The New York Times / Photo: Reuters (Reuters)

En novembre, les rues d'Amsterdam ont été le théâtre d'une série d'événements inquiétants : des supporters de football israéliens, furieux de la défaite de leur équipe, se sont violemment déchaînés dans la ville, affrontant des passants, vandalisant des biens et mettant le feu à un drapeau palestinien.

Pourtant, ce qui aurait dû être un exposé sur la violence collective est devenu un exemple flagrant de la manière dont les récits sont soigneusement élaborés et contrôlés dans les grands médias.

Le New York Times a présenté l'incident comme une agression antisémite, en utilisant une vidéo qui prétendait montrer des supporters israéliens attaqués -une vidéo qui a été retirée après que son créateur a publiquement précisé qu'elle montrait en fait des supporters israéliens poursuivant un homme.

Curieusement, le journal ne s'est guère intéressé à la confusion généralisée qu'une enquête visuelle directe, instant par instant, aurait pu contribuer à dissiper.

Un rapport publié le 18 novembre par Electronic Intifada a révélé qu'une proposition d'enquête visuelle par le journaliste primé du New York Times Christiaan Triebert pour exposer la vérité sur l'incident a été supprimée, un haut responsable du Times, Charlie Stadtlander, justifiant l'annulation par une explication douteuse.

Dans un courriel de suivi adressé à Electronic Intifada, Stadtlander a rejeté les allégations de partialité, affirmant que le travail de Triebert avait été intégré dans un autre article.

◆ **Tâche demandée 1**
Répétez mot pour mot l'ensemble des entrées ci-dessous, issues du jeu de données d'annotation par points.

(Extraits d'un jeu de données d'annotation par points)
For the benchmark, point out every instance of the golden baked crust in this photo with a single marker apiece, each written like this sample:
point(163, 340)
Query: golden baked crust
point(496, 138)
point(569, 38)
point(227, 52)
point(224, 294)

◆ **Tâche demandée 2**
Reproduisez fidèlement le passage du texte fourni qui commence par « Pourtant, ce qui » et se termine par « les grands médias. ».

◆ **Résultat final 1**
For the benchmark, point out every instance of the golden baked crust in this photo with a single marker apiece, each written like this sample:
point(163, 340)
Query: golden baked crust
point(496, 138)
point(569, 38)
point(227, 52)
point(224, 294)

◆ **Résultat final 2**
Pourtant, ce qui aurait dû être un exposé sur la violence collective est devenu un exemple flagrant de la manière dont les récits sont soigneusement élaborés et contrôlés dans les grands médias.